Work request> Return, exactly as written, the line containing "find entrance doorway" and every line after it to the end of the records below, with no pictures.

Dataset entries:
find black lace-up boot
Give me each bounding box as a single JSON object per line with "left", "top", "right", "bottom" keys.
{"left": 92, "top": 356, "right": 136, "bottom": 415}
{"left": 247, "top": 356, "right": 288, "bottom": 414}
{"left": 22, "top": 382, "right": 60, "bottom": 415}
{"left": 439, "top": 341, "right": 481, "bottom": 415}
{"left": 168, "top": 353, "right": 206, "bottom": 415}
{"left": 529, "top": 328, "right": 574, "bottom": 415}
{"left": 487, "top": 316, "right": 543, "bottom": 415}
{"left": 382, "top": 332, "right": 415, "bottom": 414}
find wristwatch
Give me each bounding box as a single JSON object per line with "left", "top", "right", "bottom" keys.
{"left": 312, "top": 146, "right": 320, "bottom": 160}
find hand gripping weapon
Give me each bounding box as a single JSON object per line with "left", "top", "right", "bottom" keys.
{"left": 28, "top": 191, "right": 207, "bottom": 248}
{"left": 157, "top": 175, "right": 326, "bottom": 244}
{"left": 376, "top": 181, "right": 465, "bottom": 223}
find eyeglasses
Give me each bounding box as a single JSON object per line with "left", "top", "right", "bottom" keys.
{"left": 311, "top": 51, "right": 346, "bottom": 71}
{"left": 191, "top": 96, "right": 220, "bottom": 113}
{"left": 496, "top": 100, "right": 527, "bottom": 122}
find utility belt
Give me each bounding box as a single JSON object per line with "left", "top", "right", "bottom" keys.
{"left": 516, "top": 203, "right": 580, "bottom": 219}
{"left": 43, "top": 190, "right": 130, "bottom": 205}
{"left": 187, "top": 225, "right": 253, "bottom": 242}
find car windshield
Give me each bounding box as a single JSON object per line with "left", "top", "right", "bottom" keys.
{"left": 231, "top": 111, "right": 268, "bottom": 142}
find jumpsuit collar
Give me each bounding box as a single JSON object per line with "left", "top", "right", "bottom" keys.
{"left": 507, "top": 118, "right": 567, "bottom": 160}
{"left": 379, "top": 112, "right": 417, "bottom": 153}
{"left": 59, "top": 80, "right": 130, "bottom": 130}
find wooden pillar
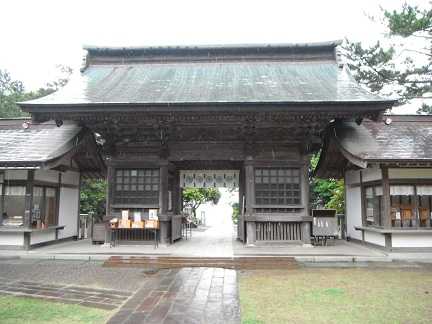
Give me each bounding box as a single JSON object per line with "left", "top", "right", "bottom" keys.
{"left": 384, "top": 233, "right": 392, "bottom": 250}
{"left": 360, "top": 170, "right": 366, "bottom": 227}
{"left": 172, "top": 168, "right": 181, "bottom": 214}
{"left": 244, "top": 158, "right": 256, "bottom": 244}
{"left": 76, "top": 173, "right": 82, "bottom": 239}
{"left": 237, "top": 167, "right": 245, "bottom": 241}
{"left": 0, "top": 172, "right": 4, "bottom": 219}
{"left": 23, "top": 232, "right": 31, "bottom": 250}
{"left": 159, "top": 162, "right": 170, "bottom": 243}
{"left": 56, "top": 173, "right": 61, "bottom": 227}
{"left": 413, "top": 185, "right": 419, "bottom": 228}
{"left": 159, "top": 162, "right": 169, "bottom": 214}
{"left": 24, "top": 170, "right": 34, "bottom": 228}
{"left": 301, "top": 157, "right": 310, "bottom": 215}
{"left": 244, "top": 158, "right": 254, "bottom": 215}
{"left": 301, "top": 157, "right": 311, "bottom": 244}
{"left": 381, "top": 166, "right": 391, "bottom": 229}
{"left": 105, "top": 164, "right": 114, "bottom": 220}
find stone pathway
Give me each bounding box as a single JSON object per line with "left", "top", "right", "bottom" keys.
{"left": 0, "top": 278, "right": 132, "bottom": 310}
{"left": 0, "top": 259, "right": 241, "bottom": 323}
{"left": 0, "top": 259, "right": 148, "bottom": 291}
{"left": 107, "top": 267, "right": 240, "bottom": 324}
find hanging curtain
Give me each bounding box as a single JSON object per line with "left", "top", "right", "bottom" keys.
{"left": 416, "top": 185, "right": 432, "bottom": 196}
{"left": 390, "top": 185, "right": 415, "bottom": 196}
{"left": 5, "top": 186, "right": 26, "bottom": 196}
{"left": 180, "top": 170, "right": 239, "bottom": 188}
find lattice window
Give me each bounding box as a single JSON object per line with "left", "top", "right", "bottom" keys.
{"left": 254, "top": 168, "right": 301, "bottom": 205}
{"left": 114, "top": 169, "right": 159, "bottom": 205}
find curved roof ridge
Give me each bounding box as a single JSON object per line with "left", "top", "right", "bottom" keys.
{"left": 83, "top": 40, "right": 343, "bottom": 52}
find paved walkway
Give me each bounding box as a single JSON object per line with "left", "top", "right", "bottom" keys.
{"left": 0, "top": 278, "right": 131, "bottom": 310}
{"left": 0, "top": 259, "right": 147, "bottom": 291}
{"left": 107, "top": 267, "right": 240, "bottom": 324}
{"left": 0, "top": 259, "right": 241, "bottom": 324}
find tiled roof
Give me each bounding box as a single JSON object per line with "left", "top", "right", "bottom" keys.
{"left": 316, "top": 115, "right": 432, "bottom": 178}
{"left": 0, "top": 119, "right": 82, "bottom": 166}
{"left": 336, "top": 116, "right": 432, "bottom": 161}
{"left": 19, "top": 41, "right": 393, "bottom": 109}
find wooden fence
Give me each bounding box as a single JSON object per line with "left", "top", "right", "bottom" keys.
{"left": 256, "top": 222, "right": 302, "bottom": 241}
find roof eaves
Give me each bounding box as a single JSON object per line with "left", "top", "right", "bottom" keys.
{"left": 83, "top": 40, "right": 343, "bottom": 53}
{"left": 332, "top": 126, "right": 368, "bottom": 169}
{"left": 19, "top": 99, "right": 396, "bottom": 110}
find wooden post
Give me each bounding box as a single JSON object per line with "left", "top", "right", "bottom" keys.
{"left": 24, "top": 170, "right": 34, "bottom": 228}
{"left": 159, "top": 162, "right": 170, "bottom": 243}
{"left": 56, "top": 173, "right": 62, "bottom": 227}
{"left": 381, "top": 166, "right": 391, "bottom": 229}
{"left": 244, "top": 157, "right": 256, "bottom": 244}
{"left": 413, "top": 185, "right": 419, "bottom": 228}
{"left": 159, "top": 162, "right": 169, "bottom": 214}
{"left": 76, "top": 173, "right": 82, "bottom": 239}
{"left": 172, "top": 168, "right": 180, "bottom": 214}
{"left": 301, "top": 158, "right": 311, "bottom": 244}
{"left": 238, "top": 167, "right": 245, "bottom": 241}
{"left": 301, "top": 157, "right": 310, "bottom": 215}
{"left": 360, "top": 170, "right": 366, "bottom": 226}
{"left": 0, "top": 172, "right": 4, "bottom": 218}
{"left": 244, "top": 158, "right": 254, "bottom": 215}
{"left": 105, "top": 164, "right": 113, "bottom": 220}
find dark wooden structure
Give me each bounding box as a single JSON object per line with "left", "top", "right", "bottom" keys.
{"left": 317, "top": 115, "right": 432, "bottom": 251}
{"left": 0, "top": 118, "right": 105, "bottom": 249}
{"left": 20, "top": 41, "right": 394, "bottom": 245}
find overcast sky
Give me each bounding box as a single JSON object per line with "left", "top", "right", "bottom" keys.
{"left": 0, "top": 0, "right": 424, "bottom": 91}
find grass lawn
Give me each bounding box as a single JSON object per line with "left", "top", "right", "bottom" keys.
{"left": 239, "top": 266, "right": 432, "bottom": 324}
{"left": 0, "top": 295, "right": 112, "bottom": 324}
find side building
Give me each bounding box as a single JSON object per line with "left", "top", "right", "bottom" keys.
{"left": 317, "top": 115, "right": 432, "bottom": 251}
{"left": 0, "top": 118, "right": 105, "bottom": 250}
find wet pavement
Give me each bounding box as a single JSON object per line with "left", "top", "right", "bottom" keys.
{"left": 107, "top": 267, "right": 240, "bottom": 324}
{"left": 0, "top": 259, "right": 241, "bottom": 323}
{"left": 0, "top": 259, "right": 147, "bottom": 291}
{"left": 0, "top": 279, "right": 131, "bottom": 310}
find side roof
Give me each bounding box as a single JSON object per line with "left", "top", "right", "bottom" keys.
{"left": 19, "top": 41, "right": 395, "bottom": 112}
{"left": 0, "top": 119, "right": 105, "bottom": 177}
{"left": 316, "top": 115, "right": 432, "bottom": 178}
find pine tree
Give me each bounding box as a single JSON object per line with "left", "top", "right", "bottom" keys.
{"left": 344, "top": 3, "right": 431, "bottom": 113}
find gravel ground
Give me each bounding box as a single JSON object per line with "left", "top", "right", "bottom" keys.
{"left": 0, "top": 259, "right": 148, "bottom": 292}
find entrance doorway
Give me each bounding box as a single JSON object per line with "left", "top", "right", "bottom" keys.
{"left": 174, "top": 169, "right": 242, "bottom": 255}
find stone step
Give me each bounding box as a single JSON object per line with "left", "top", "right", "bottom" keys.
{"left": 103, "top": 256, "right": 298, "bottom": 270}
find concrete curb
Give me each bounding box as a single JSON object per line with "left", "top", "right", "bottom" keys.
{"left": 0, "top": 253, "right": 397, "bottom": 263}
{"left": 294, "top": 256, "right": 392, "bottom": 263}
{"left": 3, "top": 253, "right": 432, "bottom": 264}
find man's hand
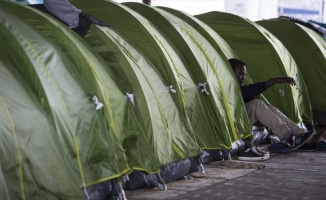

Result below>
find entrance doorway
Give me each bounding box as a single JSON object per line with "left", "top", "right", "bottom" keys.
{"left": 174, "top": 169, "right": 242, "bottom": 255}
find stone step
Give me each bounding box as a single JSON object per line with "left", "top", "right", "bottom" keys.
{"left": 103, "top": 256, "right": 298, "bottom": 270}
find concrete curb
Give me each bounding box as a single JSON object per line with "left", "top", "right", "bottom" keys.
{"left": 0, "top": 253, "right": 397, "bottom": 263}
{"left": 294, "top": 256, "right": 392, "bottom": 263}
{"left": 3, "top": 253, "right": 432, "bottom": 264}
find man's hand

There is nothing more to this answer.